__Metin bölümü__.
####
-
Ebubekir el Bağdadi kimdir?
Gerçek ismi İbrahim Avad Bedri olan DEAŞ’ın günümüzdeki lideri Ebubekir Bağdadi, 1971’de Bağdat’ın kuzeyinde bulunan Samarra kentinde dünyaya geldi. 1996’da Bağdat Üniversitesi’nden mezun olan Bağdadi, Saddam İslam Araştırmaları Üniversitesi’nde hatim dalında yüksek lisans, yine aynı üniversitede Kur’an incelemeleri üzerine doktora yaptı. Bu süreçte Suriye’nin başkenti Şam’ı da ziyaret ettiği belirtilmektedir. Bağdadi 2004’te girdiği Bucca Hapishanesi’nde on ay kalmış ve giderek radikalleşerek dönemin Irak el-Kaide’sine katılım sağlamıştır. Irak el-Kaide’sinde çeşitli kademelerde görevler icra eden Bağdadi, 16 Mayıs 2010’da Irak İslam Devleti (IİD) örgütünün lideri seçildi. Bağdadi’nin örgütün bir önceki lideri Ömer Bağdadi ile yakın çalıştığı da değerlendirilmektedir (örgüt 2006’da adının Irak İslam Devleti olduğunu ilan etmiştir.) Bağdadi’nin liderliğine giden süreçte IİD’nin lider ve şura konseyinin büyük çoğunluğu bir ABD baskını sırasında öldürüldü. Bağdadi bu açığın oluşturduğu fırsatla IİD’ye katılım sağlayan eski Baas subaylarının da desteği ile kısa sürede liderliğe yükseldi. Bağdadi’nin liderliği ile birlikte el-Kaide’nin Irak unsurlarıyla Irak Baas’ının birçok önemli ismi ittifak halinde Suriye’ye de uzanan DEAŞ’ı teşkil ettiler.
-
Bağdadi liderliğindeki örgüt nasıl bir yol izledi?
####
__Kayıtlar__.

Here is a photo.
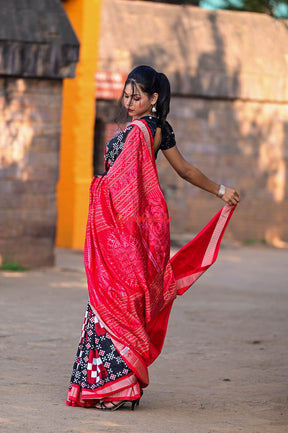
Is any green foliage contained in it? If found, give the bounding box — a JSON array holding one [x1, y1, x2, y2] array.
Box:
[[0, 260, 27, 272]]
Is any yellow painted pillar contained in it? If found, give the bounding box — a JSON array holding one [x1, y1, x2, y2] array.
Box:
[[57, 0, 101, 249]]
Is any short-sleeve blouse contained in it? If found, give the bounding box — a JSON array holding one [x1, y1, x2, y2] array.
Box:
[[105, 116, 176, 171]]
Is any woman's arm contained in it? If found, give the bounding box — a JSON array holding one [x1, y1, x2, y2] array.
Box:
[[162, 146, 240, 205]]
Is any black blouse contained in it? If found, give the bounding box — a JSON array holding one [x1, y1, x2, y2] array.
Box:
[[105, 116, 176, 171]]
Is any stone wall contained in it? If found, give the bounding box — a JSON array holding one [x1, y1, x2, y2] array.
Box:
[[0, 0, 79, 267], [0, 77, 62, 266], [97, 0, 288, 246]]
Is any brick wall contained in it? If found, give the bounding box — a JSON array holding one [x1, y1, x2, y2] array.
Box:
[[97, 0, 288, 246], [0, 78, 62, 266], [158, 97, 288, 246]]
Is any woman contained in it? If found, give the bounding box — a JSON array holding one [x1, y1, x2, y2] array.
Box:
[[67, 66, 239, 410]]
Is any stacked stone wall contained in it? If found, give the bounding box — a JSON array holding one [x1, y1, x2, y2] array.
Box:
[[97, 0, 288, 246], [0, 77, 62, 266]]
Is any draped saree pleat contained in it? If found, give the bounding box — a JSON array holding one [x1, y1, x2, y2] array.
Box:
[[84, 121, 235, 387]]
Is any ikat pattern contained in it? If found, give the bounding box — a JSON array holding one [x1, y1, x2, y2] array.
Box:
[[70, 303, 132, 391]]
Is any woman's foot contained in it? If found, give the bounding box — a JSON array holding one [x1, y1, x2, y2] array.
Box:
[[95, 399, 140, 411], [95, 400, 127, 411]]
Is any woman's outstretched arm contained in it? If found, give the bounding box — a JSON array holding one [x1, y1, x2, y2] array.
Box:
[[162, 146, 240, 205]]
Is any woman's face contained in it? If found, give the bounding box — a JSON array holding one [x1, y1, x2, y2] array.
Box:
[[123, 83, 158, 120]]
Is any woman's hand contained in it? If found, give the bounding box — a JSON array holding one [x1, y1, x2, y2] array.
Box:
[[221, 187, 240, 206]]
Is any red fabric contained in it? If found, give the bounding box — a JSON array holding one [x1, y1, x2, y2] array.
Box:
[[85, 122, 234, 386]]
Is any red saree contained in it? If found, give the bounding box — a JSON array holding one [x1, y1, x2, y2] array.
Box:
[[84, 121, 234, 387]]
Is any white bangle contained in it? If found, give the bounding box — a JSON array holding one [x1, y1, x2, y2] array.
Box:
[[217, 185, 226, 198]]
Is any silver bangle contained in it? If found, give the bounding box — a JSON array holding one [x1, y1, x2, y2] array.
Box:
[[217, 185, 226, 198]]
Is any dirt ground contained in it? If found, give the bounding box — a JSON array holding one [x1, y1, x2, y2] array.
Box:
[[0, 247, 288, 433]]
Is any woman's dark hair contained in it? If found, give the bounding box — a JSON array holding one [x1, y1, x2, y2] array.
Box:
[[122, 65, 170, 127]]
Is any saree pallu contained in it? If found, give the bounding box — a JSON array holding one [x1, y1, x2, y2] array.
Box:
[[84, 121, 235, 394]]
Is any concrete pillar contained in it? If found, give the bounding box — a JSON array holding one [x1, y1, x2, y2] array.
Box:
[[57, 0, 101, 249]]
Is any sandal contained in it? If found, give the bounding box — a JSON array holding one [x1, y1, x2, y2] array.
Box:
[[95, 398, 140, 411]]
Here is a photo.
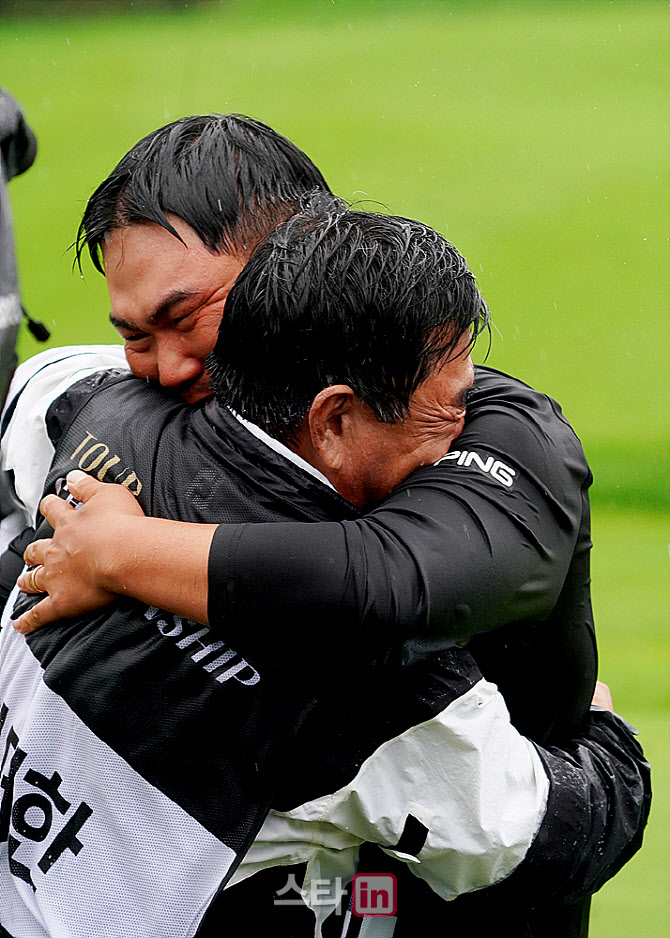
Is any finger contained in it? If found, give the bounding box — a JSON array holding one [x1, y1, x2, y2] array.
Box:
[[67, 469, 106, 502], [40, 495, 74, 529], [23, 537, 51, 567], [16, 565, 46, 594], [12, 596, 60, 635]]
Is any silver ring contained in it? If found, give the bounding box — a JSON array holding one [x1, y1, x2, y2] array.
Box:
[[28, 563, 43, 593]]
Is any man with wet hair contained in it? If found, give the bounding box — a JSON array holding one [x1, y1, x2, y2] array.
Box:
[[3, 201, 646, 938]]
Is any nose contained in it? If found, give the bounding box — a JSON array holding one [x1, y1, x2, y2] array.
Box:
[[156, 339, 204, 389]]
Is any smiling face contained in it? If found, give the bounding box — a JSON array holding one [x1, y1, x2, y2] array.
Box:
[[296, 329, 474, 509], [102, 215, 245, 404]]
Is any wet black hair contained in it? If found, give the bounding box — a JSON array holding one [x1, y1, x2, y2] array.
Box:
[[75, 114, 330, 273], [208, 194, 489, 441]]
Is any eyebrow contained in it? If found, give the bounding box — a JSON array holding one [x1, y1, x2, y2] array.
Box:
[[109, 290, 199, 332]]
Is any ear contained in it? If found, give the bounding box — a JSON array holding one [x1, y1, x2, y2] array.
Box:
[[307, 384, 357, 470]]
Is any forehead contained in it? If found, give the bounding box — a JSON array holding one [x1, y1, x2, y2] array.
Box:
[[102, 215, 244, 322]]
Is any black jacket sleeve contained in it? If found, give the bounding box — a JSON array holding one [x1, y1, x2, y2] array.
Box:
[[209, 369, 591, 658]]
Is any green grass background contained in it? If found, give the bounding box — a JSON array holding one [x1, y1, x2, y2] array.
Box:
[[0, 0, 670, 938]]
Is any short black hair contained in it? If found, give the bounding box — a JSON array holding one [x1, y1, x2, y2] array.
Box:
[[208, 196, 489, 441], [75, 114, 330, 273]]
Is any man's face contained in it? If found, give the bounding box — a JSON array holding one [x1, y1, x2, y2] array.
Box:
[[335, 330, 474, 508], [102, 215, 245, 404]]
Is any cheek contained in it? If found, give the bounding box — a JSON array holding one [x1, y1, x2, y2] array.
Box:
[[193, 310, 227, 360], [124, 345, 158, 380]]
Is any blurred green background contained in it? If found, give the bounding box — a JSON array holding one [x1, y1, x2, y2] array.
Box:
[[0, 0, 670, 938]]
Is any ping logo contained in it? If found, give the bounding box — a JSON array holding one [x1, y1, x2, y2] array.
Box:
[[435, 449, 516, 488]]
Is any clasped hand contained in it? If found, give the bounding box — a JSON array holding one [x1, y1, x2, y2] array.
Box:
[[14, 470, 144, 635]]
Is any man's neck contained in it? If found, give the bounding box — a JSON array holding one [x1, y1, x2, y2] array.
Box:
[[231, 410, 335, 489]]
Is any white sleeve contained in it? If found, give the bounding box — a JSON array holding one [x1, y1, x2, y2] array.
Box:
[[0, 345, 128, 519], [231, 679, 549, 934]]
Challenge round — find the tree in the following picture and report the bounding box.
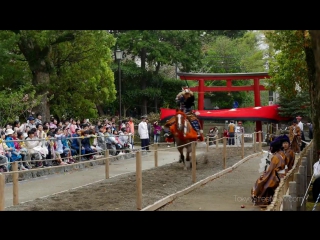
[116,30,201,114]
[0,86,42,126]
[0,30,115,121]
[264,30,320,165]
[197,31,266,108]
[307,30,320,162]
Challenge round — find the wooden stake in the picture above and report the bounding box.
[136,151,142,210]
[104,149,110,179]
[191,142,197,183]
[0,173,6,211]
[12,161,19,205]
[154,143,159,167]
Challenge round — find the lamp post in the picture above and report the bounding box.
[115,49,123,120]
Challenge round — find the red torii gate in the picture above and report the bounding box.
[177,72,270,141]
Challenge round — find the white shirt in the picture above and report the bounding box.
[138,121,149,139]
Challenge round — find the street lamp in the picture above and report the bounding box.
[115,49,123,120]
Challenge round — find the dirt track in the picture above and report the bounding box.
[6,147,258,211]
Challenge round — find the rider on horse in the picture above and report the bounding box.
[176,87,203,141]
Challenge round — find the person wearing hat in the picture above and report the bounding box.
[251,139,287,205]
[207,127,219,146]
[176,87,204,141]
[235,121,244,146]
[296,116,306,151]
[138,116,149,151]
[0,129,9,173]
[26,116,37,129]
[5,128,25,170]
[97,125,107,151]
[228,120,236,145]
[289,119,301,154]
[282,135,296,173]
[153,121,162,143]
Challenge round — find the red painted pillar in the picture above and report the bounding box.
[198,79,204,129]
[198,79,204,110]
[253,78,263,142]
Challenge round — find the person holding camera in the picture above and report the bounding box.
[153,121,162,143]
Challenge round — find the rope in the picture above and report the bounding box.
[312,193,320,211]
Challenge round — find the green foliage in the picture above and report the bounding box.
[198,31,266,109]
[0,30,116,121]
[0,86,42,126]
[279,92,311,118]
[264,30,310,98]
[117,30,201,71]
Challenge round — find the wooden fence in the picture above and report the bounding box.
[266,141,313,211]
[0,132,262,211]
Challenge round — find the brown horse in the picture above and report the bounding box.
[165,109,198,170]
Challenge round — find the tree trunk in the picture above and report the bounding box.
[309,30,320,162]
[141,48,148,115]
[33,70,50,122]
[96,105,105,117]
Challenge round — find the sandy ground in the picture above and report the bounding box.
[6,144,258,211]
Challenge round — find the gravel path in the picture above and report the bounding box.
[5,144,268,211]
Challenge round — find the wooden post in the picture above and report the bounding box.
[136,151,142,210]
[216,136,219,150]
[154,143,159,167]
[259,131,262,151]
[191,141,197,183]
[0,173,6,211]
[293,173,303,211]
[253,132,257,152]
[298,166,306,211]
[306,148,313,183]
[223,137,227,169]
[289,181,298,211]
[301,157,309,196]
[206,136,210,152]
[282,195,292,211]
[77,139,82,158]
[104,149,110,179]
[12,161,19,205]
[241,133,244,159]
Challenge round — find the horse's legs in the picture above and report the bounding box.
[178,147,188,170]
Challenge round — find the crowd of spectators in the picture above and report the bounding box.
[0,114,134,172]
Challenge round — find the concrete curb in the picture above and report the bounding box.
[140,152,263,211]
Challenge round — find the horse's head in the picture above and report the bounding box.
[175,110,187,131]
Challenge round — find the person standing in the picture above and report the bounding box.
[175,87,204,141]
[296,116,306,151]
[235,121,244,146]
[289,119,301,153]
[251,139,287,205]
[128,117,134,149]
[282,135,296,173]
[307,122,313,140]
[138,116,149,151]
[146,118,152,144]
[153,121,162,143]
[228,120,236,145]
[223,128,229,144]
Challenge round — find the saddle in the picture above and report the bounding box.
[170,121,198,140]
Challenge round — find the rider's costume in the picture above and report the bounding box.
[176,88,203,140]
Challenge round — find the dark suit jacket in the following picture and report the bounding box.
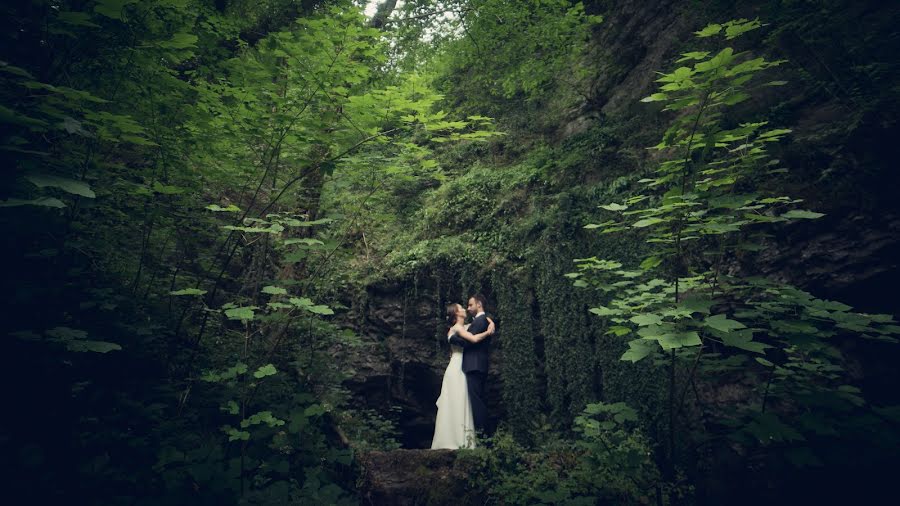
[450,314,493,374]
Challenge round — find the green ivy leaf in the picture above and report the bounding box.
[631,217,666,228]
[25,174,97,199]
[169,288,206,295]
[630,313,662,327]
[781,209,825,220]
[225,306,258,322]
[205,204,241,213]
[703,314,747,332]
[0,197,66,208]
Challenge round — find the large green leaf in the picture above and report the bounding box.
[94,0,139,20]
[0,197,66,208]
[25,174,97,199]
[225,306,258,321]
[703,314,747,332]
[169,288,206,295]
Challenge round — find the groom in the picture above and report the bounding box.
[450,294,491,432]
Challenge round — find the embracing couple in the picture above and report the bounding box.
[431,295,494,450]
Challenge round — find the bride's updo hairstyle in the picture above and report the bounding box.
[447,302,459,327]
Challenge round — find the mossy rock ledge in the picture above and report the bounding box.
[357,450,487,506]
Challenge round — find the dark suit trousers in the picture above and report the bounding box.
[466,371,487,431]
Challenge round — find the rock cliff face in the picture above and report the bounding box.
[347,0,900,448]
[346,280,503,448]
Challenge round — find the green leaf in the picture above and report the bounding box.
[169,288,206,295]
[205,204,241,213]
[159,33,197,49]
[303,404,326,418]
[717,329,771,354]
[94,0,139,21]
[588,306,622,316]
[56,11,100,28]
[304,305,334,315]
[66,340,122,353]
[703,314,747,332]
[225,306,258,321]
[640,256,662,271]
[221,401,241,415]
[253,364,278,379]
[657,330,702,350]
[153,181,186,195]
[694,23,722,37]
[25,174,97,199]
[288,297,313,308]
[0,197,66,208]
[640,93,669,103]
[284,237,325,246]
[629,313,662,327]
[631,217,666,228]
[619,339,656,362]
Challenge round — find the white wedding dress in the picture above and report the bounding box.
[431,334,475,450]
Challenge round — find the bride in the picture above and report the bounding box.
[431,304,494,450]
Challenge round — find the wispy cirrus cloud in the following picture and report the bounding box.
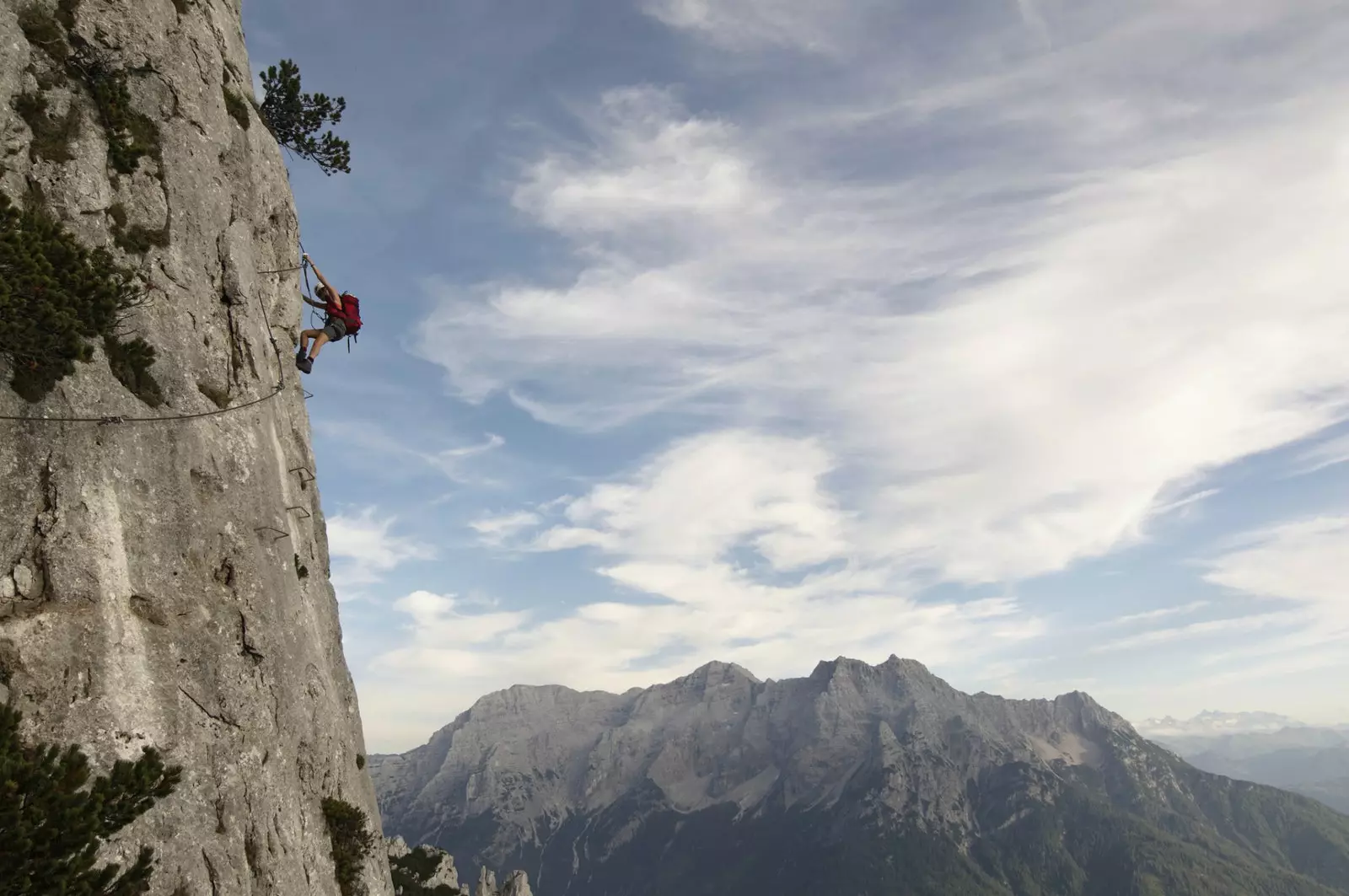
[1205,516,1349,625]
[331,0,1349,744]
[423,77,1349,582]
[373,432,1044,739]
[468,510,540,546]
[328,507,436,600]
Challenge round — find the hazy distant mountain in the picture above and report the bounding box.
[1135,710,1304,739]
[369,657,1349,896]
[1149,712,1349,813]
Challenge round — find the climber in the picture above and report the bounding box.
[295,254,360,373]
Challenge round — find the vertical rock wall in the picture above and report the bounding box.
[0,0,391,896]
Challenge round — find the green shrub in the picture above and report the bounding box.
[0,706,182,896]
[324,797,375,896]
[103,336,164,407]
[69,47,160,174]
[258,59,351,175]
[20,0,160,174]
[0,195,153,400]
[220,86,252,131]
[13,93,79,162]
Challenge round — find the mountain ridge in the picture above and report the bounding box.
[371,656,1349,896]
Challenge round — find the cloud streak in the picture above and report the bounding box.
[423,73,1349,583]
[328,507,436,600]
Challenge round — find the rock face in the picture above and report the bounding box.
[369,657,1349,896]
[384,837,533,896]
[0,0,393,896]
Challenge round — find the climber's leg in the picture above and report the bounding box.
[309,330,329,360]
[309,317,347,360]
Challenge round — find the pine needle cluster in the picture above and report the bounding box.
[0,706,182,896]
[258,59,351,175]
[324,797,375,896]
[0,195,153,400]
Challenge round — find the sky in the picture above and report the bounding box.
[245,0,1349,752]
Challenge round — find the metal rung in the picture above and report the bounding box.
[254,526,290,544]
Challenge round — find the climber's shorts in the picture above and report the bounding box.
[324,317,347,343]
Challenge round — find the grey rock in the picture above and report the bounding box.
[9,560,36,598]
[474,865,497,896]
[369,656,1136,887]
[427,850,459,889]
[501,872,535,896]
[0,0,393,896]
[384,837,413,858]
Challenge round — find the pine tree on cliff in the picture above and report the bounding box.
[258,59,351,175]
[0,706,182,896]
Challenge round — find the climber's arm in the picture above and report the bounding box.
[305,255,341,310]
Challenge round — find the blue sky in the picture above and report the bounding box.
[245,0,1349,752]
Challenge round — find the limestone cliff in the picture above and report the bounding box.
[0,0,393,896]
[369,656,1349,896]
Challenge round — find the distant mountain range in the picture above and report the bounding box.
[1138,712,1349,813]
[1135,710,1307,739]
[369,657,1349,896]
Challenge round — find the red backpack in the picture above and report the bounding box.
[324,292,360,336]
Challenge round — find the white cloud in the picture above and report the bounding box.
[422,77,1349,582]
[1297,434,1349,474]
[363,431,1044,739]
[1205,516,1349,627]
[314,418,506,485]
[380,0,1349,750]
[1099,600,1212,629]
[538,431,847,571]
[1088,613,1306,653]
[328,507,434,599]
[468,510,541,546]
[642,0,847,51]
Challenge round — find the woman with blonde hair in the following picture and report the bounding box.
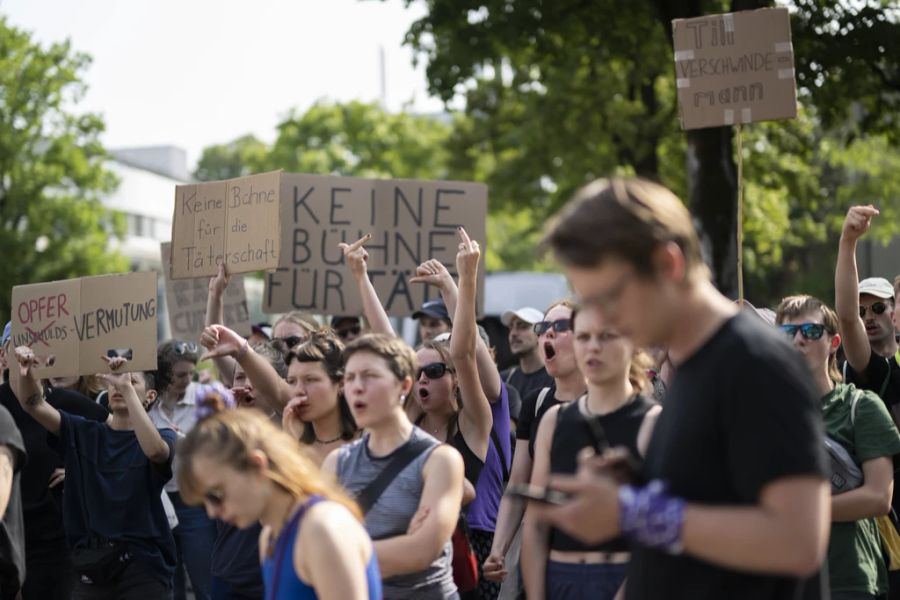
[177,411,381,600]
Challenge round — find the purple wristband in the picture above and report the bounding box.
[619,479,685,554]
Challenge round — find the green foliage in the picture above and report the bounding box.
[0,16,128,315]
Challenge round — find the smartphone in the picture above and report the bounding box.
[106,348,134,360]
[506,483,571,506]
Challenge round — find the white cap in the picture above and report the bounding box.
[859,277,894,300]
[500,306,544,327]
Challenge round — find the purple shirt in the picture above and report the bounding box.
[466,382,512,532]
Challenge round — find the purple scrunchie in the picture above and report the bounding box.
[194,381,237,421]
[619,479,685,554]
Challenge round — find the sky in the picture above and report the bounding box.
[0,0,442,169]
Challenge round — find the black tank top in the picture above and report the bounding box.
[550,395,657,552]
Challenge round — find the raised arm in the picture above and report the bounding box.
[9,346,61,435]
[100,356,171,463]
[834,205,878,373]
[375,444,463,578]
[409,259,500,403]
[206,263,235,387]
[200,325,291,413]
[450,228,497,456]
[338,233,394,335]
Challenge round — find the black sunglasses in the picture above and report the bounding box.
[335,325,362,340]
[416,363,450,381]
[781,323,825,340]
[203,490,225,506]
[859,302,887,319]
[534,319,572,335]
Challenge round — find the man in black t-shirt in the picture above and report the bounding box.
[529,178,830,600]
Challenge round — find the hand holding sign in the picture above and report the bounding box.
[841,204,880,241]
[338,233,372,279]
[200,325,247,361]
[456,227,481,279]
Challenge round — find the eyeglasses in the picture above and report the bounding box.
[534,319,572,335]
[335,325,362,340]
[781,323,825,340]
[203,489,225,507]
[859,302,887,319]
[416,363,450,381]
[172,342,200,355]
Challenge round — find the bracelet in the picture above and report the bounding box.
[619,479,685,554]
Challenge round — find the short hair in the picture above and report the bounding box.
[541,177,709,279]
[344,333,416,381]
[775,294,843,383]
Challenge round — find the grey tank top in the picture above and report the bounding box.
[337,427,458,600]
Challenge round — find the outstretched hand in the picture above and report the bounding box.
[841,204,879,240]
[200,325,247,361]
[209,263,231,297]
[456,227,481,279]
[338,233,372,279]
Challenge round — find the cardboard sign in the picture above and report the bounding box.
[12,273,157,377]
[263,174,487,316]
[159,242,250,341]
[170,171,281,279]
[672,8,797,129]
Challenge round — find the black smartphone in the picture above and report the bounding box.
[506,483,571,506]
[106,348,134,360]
####
__Alıştırma yönergesi__. Bağdadi hakkındaki metinde geçen “Irak el-Kaide’sinde çeşitli kademelerde görevler icra eden Bağdadi, 16 Mayıs 2010’da Irak İslam Devleti (IİD) örgütünün lideri seçildi.” cümlesini İngilizceye çevirin.

__Tamamlanmış yanıt__. Baghdadi, who held positions at various levels within al-Qaeda in Iraq, was elected leader of the Islamic State of Iraq (ISI) organization on May 16, 2010.